■ **DOCUMENT PASSAGE**:
::::::
When I first heard about the intensive that Firooza was teaching at in Dehradun in India in November 2018, I immediately signed up. I had heard about it not long after the course she taught in Cape Town in September 2017 and I was still totally awestruck by her. Five of us from Cape Town registered and headed off to Rishikesh for a few days first. Everything I had heard and seen online about Rishikesh, didn’t really prepare me for the reality of being there. It’s like nothing else I have seen in India (granted I haven’t travelled extensively in India), the air is clean, cars are not allowed in most of the narrow lanes but there are still a number of tooting scooters especially across the Laxman Jhula Bridge, one of the main and busiest bridges that crosses over the Ganges. Rishikesh is the hub of all things yoga in India and there are numerous ashrams, yoga halls and yoga schools. You can’t walk more than 100m without passing one of the them, let’s just say yoga is prolific in Rishikesh. It is a fascinating place, Sadhus roam the streets along with all sorts of Westerners there to study, train to become a yoga teacher or to “find” themselves and there are, of course, so very many cows. We spent our first days exploring the narrow roads and lanes filled with an exotic, colourful assortment of all things yoga as well as beautiful fabrics and so many bookstores with such interesting (and cheap) books an all aspects of yoga, Eastern spirituality and philosophy. No sooner had we become accustomed to the leisurely days spent alongside the limey green of the Ganges doing yoga, hanging out at coffee shops and shopping, and then it was time to leave.
::::::
Annotation dataset records
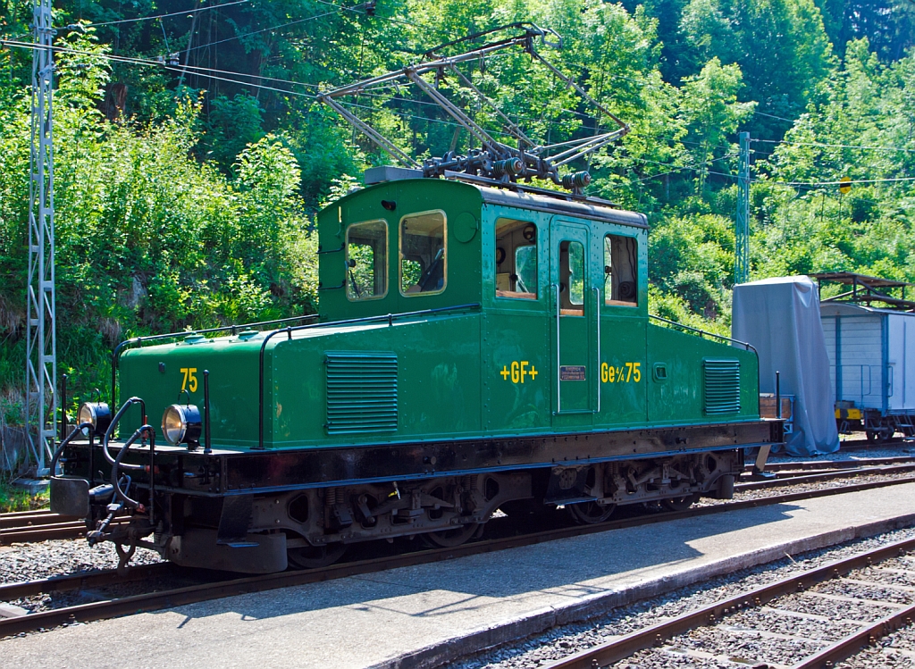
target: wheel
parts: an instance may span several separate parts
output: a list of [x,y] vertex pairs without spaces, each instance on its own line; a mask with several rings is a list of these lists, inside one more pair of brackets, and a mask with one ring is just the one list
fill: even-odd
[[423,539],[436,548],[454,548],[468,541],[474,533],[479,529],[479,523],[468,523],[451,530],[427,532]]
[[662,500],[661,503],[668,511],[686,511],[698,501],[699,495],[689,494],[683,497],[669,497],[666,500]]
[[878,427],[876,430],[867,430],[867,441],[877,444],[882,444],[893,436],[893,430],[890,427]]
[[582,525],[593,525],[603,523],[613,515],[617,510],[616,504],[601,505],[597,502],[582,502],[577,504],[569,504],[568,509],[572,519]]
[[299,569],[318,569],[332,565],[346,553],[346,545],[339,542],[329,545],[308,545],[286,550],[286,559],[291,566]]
::::::
■ **REQUIRED WORK**:
A: Decide whether each statement agrees with the Rishikesh travel account, answering yes or no and quoting the words that settle it: (i) Five people from Cape Town registered for the intensive. (ii) Cars are allowed in most of Rishikesh's narrow lanes. (iii) The bookstores sold expensive books.
B: Please list every geographic proper name (city, country, bridge or river) in the Rishikesh travel account.
C: Carry on the Rishikesh travel account, beginning after its final sentence.
These records are separate material and have no connection to the Rishikesh travel account.

■ **THE ANSWERS**:
A:
(i) Yes: "Five of us from Cape Town registered"
(ii) No: "cars are not allowed in most of the narrow lanes"
(iii) No: "such interesting (and cheap) books"

B: Dehradun, India, Cape Town, Rishikesh, Laxman Jhula Bridge, the Ganges

C:
The intensive was held at the Tarab Ling Institute which is a Tibetan Buddhist Centre near a bustling city called Dehradun not far from Rishikesh. Dehradun is in the north of India in the Uttarakhand province, and Tarab Ling is in the countryside between Dehradun and Rishikesh, it is surrounded by farms, fields and in the distance tall mountains and the hill station of Mussoorie which is just before the foothills of the Himalayas. The accommodation was very typically Tibetan-style architecture with each “house” accommodating 16 people in 8 twin rooms with en-suite bathrooms in two levels. There were about 40 of us from South Africa, England, Scotland, America and Europe. Joining Firooza was her elderly but impressively alert mom as well as her son. Most of the group from the UK have been having annual workshops with Firooza for many years, so it felt like we were part of a very large family affair.
In the first session, Firooza set the theme for the intensive by asking us to explore the difference between our sense of sight – where we perceive the seen and known world and ourselves – and our sense of perception – to feel and experience the unseen within ourselves. This set the tone of our asana and pranayama sessions, to perceive our internal selves and universe by being aware of the spaciousness and sensitivity that can be created through breath.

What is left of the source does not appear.